#### [Passage given]
--------

The race to find the world's fastest man in Sydney may provide the closest finish at an Olympics.

Only 19 men have run under the magical 10-second mark. Eight of them will be trying to earn one of the eight lanes for the final of the 100 metres.

Likely starters
are the current world record-holder Maurice Greene, whose 9.79s robbed Ben Johnson of his tainted claim to fame as fastest ever, drugs or not; Olympic champion Donovan Bailey whose 9.84s record Greene broke, Bailey's 9.88s the fifth-best this year; Commonwealth Games champ Ato Boldon with 9.88s; Obadele Thompson from Barbados, PB 9.87s; Bruny Surin from Canada, second at the world champs in Seville last year and Nigerian Francis Obikwelu, third; Darren Campbell from Britain and American Tim Montgomery.

There's a slim chance of a white boy from Down Under standing out in what will otherwise be all-black field. Aussie Matt Shirvington, at 22, will easily be the youngest in this game where the power that comes with physical maturity is all-important and experience counts. He ran 10.03 at the Kuala Lumpur Commonwealth Games final and is billed as likely to be the first white man under 10 seconds (Pole Marian Worodin ran 10 flat in 1984, but no other Caucasian has bettered it). Shirvington owns the personalised plate "Sub 10," ready for his car once he's done it.

The winner will be black. And judging from past performances at the Olympics, which sprinters regard ahead of world championships, a lowering of Greene's record is likely. Jesse Owen's winning time in Berlin in 1936 was 10.3s; Carl Lewis ran 9.99 at Los Angeles; at Barcelona Linford Christie was the only runner under 10s with his 9.96; Bailey ran 9.84s at Atlanta in a field with four runners under 10s; Greene's world record is 9.79s, the same time drug-powered Ben Johnson ran in Seoul.

Greene is a good candidate for both gold and hype champ. Age 25, the Kansas City Cannonball runs in red-and-yellow spikes that stand out as they flash in the face of other competitors, his nickname "Mo" factory imprinted by sponsors. Across his chest is the slogan "Pheno-Mo-non." His number plate is "MO GOLD." Greene flunked school, judged so academically challenged that he couldn't even snake into one of those "educational scholarships" US colleges hand out. He was a movie ticket seller, burger cook, greyhound exerciser and hardware storeman before his speed elevated him to fulltime track work. "That just made me a stronger person," he says.

--------

#### [Task 1]
Answer these questions from the article on the Sydney 100 metres:
(a) How many men have run under 10 seconds?
(b) What personalised plate does Matt Shirvington own?
(c) What was the winning time in Berlin in 1936?
#### [Task 2]
Write out the article on the Sydney 100 metres from "The race to" up to and including "the 100 metres.".

#### [Given entries]
--------

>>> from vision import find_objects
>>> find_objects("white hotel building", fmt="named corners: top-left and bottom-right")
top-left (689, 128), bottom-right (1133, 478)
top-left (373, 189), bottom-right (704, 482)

--------

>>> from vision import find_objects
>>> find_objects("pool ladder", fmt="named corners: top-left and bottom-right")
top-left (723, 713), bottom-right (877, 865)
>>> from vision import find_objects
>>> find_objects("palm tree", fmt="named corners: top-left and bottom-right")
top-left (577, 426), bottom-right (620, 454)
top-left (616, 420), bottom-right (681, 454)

--------

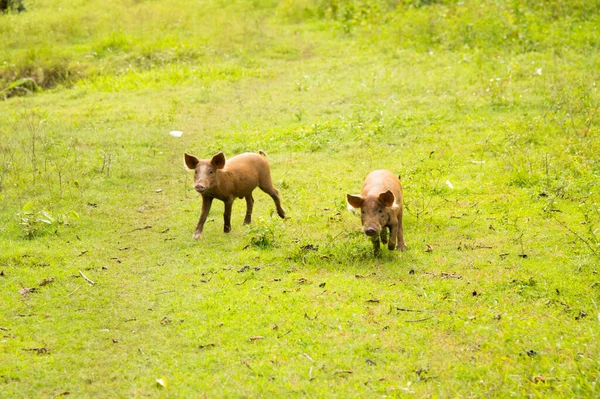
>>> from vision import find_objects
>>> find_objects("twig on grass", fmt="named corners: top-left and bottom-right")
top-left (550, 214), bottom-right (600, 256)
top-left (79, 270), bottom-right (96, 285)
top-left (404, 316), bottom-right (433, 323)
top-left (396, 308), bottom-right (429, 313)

--------

#### [Task output 1]
(a) 19
(b) "Sub 10"
(c) 10.3s

#### [Task output 2]
The race to find the world's fastest man in Sydney may provide the closest finish at an Olympics.

Only 19 men have run under the magical 10-second mark. Eight of them will be trying to earn one of the eight lanes for the final of the 100 metres.